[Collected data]
%%

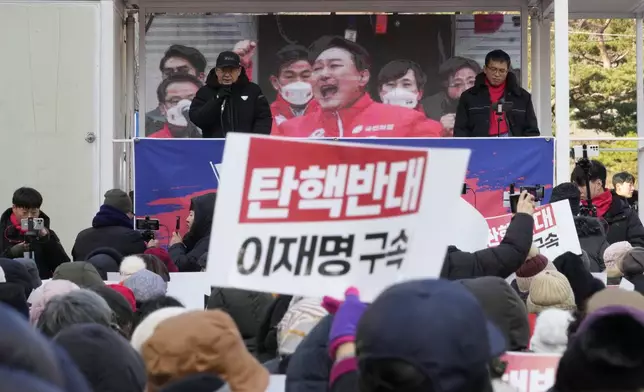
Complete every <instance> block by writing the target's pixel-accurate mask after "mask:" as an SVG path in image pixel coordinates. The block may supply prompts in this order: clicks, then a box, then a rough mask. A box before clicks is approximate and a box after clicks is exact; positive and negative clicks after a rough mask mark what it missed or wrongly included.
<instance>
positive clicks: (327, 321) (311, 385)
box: [285, 315, 333, 392]
mask: <svg viewBox="0 0 644 392" xmlns="http://www.w3.org/2000/svg"><path fill="white" fill-rule="evenodd" d="M332 323H333V316H332V315H329V316H326V317H325V318H323V319H322V320H320V322H319V323H318V325H316V326H315V327H314V328H313V329H312V330H311V332H310V333H309V334H308V335H306V337H305V338H304V340H303V341H302V343H300V345H299V346H298V347H297V350H295V353H293V355H292V356H291V360H290V361H289V364H288V369H287V370H286V390H285V392H327V391H328V390H329V385H328V384H329V373H330V372H331V367H332V366H333V362H332V361H331V357H330V356H329V348H328V340H329V332H330V331H331V324H332Z"/></svg>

%%

EXERCISE
Please print out the entries above exactly. The pictures stay out.

RESPONSE TO THE TASK
Complete every <instance> block by writing the target's pixel-accurate mask after "mask:" as an SVG path in image pixel coordinates. The block may supply prompts in this order: clicks, then a box, then a rough mask. A box before clicks is approximate and a box after clicks is exact; positive and negative clicks after a rough mask mark what it missed or wrongly included.
<instance>
positive clicks: (327, 321) (311, 385)
box: [285, 315, 333, 392]
mask: <svg viewBox="0 0 644 392" xmlns="http://www.w3.org/2000/svg"><path fill="white" fill-rule="evenodd" d="M332 323H333V316H332V315H329V316H326V317H325V318H323V319H322V320H320V322H319V323H318V325H316V326H315V327H314V328H313V329H312V330H311V332H310V333H309V334H308V335H306V337H305V338H304V340H303V341H302V343H300V345H299V346H298V347H297V350H295V353H293V355H292V356H291V360H290V361H289V364H288V369H287V370H286V390H285V392H327V391H328V390H329V385H328V384H329V373H330V372H331V367H332V366H333V362H332V361H331V357H330V356H329V348H328V340H329V332H330V331H331V324H332Z"/></svg>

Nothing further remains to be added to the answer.